YOUR INSTRUCTIONS:
List every line of the data below that contains the string "plume", treating uppercase and lowercase letters as different.

DATA LINES:
★ ★ ★ ★

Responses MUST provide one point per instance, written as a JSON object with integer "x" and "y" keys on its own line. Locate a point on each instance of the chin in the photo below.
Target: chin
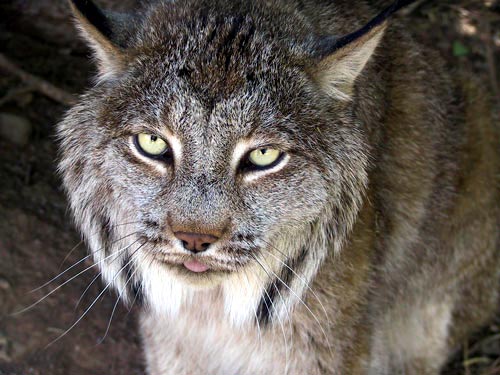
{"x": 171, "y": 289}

★ ★ ★ ★

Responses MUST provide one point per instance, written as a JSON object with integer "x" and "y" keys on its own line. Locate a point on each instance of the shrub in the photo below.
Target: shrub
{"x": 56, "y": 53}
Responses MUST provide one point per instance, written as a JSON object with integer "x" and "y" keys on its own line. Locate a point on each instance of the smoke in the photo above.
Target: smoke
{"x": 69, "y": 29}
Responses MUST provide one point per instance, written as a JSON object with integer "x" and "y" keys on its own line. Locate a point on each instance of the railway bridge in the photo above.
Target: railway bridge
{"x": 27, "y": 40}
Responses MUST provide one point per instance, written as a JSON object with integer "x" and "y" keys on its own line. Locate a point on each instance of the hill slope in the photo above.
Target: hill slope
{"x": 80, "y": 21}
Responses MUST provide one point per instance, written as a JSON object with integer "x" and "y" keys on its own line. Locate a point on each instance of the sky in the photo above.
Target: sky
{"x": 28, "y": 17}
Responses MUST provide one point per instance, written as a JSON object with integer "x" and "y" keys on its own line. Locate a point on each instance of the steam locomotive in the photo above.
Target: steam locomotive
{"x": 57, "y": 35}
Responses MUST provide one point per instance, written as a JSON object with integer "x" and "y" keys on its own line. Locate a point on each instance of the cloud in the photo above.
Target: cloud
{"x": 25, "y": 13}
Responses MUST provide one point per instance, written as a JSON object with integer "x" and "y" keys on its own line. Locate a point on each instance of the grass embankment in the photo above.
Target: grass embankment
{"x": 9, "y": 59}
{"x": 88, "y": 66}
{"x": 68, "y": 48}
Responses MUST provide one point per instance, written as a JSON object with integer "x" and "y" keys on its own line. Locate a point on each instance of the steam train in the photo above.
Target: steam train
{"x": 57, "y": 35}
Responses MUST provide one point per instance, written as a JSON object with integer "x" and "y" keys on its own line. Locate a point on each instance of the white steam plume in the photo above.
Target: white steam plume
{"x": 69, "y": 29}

★ ★ ★ ★

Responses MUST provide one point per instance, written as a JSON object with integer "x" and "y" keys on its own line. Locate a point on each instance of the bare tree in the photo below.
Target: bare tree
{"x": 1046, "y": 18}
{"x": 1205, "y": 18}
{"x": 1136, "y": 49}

★ ★ ★ ★

FINAL ANSWER:
Responses MUST provide one point per instance, written as a JSON object with integer "x" and "y" keys on its own line. Locate a point on each instance of the white steam plume in the photo above.
Target: white steam plume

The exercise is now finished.